**The problem:**
Begin at the first line of the items and stop after the line that contains "POLYGON ((308 5, 303". Write those lines out again with "audience member" swapped for "spectator" and nothing else changed, and leave the pictures out.

**Records shown:**
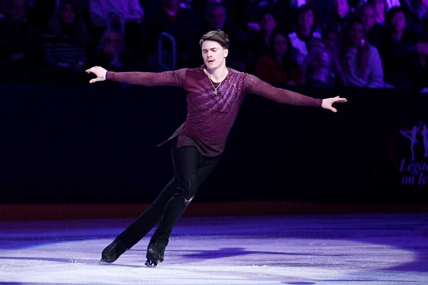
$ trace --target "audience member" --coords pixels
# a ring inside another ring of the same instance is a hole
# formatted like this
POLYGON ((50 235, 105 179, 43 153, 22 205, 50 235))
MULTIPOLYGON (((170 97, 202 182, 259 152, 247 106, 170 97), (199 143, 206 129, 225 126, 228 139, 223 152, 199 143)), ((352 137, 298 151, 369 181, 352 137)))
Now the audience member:
POLYGON ((376 21, 376 8, 372 3, 366 3, 358 8, 357 18, 364 24, 368 43, 377 48, 382 39, 383 28, 376 21))
POLYGON ((308 5, 303 5, 297 11, 295 31, 288 34, 293 48, 295 60, 301 65, 308 54, 308 51, 321 38, 315 21, 315 9, 308 5))
POLYGON ((251 31, 247 40, 246 49, 249 63, 249 71, 253 71, 254 64, 257 60, 271 50, 270 39, 277 26, 274 13, 270 10, 263 12, 259 19, 258 25, 260 29, 251 31))
MULTIPOLYGON (((123 72, 137 68, 135 59, 126 48, 125 38, 119 30, 106 30, 101 37, 97 52, 88 61, 87 66, 99 65, 109 71, 123 72)), ((118 82, 111 81, 111 84, 118 82)))
POLYGON ((336 26, 327 26, 323 29, 322 36, 302 64, 301 83, 315 87, 345 86, 346 79, 337 60, 339 29, 336 26))
POLYGON ((45 80, 52 83, 79 83, 86 61, 89 35, 80 10, 72 0, 57 7, 44 35, 45 80))
POLYGON ((367 0, 367 2, 373 4, 376 9, 376 22, 383 26, 385 23, 385 17, 388 10, 386 0, 367 0))
MULTIPOLYGON (((193 43, 197 42, 202 34, 201 25, 192 11, 181 7, 179 3, 178 0, 161 0, 151 13, 143 17, 141 27, 143 41, 141 47, 142 60, 149 61, 149 58, 157 57, 159 36, 166 32, 176 42, 177 68, 200 65, 199 46, 193 43)), ((164 52, 172 53, 172 46, 167 43, 165 46, 164 52)))
POLYGON ((9 0, 0 19, 0 82, 35 83, 43 58, 41 32, 26 20, 27 0, 9 0))
POLYGON ((342 39, 338 60, 349 86, 387 87, 383 82, 382 62, 377 49, 368 43, 364 24, 351 21, 342 39))
POLYGON ((109 28, 107 26, 113 20, 122 25, 120 28, 123 29, 125 43, 130 51, 140 52, 142 43, 138 36, 144 10, 138 0, 91 0, 89 11, 93 39, 91 51, 99 42, 104 31, 109 28))
POLYGON ((419 88, 421 66, 416 41, 406 30, 407 16, 401 7, 387 14, 384 37, 379 48, 385 81, 398 88, 419 88))
POLYGON ((286 33, 275 32, 270 42, 271 51, 257 61, 256 76, 272 84, 300 84, 300 67, 293 59, 286 33))
POLYGON ((340 33, 344 30, 351 20, 351 11, 348 0, 333 0, 333 6, 327 23, 336 26, 340 33))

**Exercise output:**
$ trace --target "spectator" --coords pixels
# a ring inside another ring of the same instance is a hole
# formatted like this
POLYGON ((50 235, 105 179, 43 153, 22 205, 50 235))
MULTIPOLYGON (((170 97, 202 182, 259 152, 247 106, 170 97), (199 143, 206 129, 225 126, 228 139, 223 152, 199 143)), ((352 137, 298 151, 369 181, 352 137)))
Now the spectator:
POLYGON ((376 21, 376 8, 372 3, 366 3, 358 8, 357 18, 364 24, 368 43, 377 48, 382 39, 383 28, 376 21))
POLYGON ((308 5, 303 5, 297 11, 295 31, 288 34, 293 48, 295 60, 301 65, 308 54, 308 51, 321 38, 315 21, 315 9, 308 5))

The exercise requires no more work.